• 任务指令
请从这篇Hadoop学习笔记的最后一句之后接着续写。

• 正文部分
■ ■ ■

Hadoop学习笔记
Hadoop介绍
Hadoop是Google云计算框架的开源实现,是一个分布式存储和分布式计算的框架,主要包括HDFS和MapReduce的实现。
HDFS
HDFS由一个NameNode和多个DataNode组成,其中NameNode相当于系统的元数据存放地,它是Hadoop系统的神经中枢,而多个DataNode存储数据。
MapReduce:分布式计算
一个调用客户端由一个JobTracker代表,它将一个任务划分为多个子任务,每个子任务分别由一个TaskTracker负责。TaskTracker和DataNode在一起,本地数据本地计算。
Hadoop的子项目
Avro?
A data serialization system.
Cassandra?:
A scalable multi-master database with no single points of failure.
Chukwa?:
A data collection system for managing large distributed systems.
HBase?:
A scalable, distributed database that supports structured data storage for large tables.

■ ■ ■

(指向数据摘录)
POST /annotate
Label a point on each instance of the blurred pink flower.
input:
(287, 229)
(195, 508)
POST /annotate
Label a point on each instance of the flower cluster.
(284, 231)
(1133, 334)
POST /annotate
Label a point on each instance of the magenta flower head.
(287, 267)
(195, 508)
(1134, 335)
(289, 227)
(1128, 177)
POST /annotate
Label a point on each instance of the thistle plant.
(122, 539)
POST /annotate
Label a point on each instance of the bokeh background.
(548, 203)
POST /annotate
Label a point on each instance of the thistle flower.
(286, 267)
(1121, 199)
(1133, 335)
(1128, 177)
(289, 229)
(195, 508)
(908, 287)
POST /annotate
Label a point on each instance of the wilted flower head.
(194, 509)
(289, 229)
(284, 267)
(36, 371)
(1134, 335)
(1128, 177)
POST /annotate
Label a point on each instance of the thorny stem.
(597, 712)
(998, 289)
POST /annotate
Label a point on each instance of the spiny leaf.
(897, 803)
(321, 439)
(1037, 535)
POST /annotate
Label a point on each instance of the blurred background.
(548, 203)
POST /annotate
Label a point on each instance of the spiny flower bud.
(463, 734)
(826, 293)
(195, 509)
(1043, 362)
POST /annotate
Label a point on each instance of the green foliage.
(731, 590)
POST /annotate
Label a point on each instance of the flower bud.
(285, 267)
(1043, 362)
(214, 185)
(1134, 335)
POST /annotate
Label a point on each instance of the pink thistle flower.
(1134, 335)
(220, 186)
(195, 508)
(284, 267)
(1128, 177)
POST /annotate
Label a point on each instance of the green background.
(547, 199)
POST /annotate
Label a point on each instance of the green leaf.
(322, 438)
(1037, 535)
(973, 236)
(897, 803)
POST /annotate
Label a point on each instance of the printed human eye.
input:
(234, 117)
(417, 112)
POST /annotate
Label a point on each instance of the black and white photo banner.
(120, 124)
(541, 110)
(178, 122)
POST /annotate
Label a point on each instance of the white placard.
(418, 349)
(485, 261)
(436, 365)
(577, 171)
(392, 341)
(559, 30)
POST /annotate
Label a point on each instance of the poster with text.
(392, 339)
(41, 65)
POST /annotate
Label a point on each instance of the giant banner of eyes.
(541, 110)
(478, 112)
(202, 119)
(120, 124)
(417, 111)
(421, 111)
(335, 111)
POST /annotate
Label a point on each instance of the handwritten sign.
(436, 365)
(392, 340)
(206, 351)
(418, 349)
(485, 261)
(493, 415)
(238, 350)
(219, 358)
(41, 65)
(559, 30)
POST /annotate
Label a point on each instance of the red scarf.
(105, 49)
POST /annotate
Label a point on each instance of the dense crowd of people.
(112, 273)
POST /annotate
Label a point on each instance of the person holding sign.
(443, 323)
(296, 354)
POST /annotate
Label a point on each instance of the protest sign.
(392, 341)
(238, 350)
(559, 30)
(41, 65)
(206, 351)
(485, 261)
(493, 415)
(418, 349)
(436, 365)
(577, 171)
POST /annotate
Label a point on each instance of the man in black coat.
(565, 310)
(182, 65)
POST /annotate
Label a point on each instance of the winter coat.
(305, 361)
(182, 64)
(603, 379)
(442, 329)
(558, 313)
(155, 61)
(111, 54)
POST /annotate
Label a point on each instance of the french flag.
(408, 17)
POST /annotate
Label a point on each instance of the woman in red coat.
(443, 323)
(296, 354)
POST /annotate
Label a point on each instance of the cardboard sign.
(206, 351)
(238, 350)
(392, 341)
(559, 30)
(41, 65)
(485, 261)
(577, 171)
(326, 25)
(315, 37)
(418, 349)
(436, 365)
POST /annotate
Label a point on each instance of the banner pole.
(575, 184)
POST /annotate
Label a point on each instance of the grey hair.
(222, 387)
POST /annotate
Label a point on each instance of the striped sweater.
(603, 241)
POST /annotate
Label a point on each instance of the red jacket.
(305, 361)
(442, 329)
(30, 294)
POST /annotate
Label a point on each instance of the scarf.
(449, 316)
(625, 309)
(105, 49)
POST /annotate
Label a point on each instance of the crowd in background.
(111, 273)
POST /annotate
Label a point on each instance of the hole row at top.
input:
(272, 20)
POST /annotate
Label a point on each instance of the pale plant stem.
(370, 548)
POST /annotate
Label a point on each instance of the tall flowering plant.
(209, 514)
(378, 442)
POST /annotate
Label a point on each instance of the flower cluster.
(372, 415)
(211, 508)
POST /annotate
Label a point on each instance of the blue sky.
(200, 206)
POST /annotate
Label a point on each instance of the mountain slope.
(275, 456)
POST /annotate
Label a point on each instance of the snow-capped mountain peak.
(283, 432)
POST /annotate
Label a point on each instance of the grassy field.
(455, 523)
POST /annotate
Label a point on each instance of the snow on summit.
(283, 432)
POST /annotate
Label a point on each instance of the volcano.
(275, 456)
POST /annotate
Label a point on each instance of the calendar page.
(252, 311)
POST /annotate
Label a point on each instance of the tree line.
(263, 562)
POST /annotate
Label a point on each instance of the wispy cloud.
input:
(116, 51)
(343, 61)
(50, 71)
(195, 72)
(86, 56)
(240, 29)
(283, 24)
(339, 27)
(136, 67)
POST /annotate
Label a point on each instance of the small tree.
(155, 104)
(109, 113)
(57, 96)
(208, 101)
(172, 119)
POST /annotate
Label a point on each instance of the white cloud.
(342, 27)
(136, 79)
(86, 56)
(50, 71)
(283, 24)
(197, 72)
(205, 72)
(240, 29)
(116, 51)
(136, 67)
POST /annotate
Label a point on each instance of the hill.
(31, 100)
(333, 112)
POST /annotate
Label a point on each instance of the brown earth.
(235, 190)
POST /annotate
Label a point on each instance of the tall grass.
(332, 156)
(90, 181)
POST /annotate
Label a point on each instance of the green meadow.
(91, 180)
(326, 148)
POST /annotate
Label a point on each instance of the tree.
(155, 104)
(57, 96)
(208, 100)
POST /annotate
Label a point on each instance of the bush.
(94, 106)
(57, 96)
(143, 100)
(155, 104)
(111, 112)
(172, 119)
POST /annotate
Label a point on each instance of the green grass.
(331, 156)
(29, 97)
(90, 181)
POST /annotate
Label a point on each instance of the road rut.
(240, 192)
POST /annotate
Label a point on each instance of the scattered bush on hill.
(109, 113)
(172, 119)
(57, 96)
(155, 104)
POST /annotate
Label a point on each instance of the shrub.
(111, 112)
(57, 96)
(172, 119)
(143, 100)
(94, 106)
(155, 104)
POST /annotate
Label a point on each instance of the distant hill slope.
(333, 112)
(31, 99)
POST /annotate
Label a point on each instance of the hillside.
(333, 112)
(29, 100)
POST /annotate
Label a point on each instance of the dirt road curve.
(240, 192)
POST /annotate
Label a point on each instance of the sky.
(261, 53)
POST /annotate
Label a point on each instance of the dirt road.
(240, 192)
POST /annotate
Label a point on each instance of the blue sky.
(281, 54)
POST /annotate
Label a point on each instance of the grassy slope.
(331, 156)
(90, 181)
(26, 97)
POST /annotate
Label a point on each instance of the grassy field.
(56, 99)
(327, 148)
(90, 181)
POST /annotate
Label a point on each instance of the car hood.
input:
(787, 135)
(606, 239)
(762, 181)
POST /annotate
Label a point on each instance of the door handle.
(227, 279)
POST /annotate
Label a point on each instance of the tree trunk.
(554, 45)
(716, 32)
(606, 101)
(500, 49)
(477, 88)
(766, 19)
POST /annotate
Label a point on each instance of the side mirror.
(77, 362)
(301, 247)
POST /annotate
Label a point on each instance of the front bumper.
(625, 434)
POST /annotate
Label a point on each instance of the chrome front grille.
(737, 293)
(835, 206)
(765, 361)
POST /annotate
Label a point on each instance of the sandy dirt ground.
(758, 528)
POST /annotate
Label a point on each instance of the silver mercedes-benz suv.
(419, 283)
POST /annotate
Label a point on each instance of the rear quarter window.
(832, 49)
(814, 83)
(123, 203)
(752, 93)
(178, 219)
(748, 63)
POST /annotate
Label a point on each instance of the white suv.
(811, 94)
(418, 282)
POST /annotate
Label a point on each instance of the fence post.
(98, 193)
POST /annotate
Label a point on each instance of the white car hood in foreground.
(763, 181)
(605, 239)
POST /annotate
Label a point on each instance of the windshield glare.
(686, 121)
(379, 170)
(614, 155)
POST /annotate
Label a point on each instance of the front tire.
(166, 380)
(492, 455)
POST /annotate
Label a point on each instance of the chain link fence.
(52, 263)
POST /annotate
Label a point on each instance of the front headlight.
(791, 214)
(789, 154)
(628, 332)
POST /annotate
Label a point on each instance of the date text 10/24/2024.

■ ■ ■

• 本题答案
Hive?:
A data warehouse infrastructure that provides data summarization and ad hoc querying.
Mahout?:
A Scalable machine learning and data mining library.
Pig?:
A high-level data-flow language and execution framework for parallel computation.
ZooKeeper?:
A high-performance coordination service for distributed applications.
呵呵,只是入门。不建议周末学习啊,出去走走更好!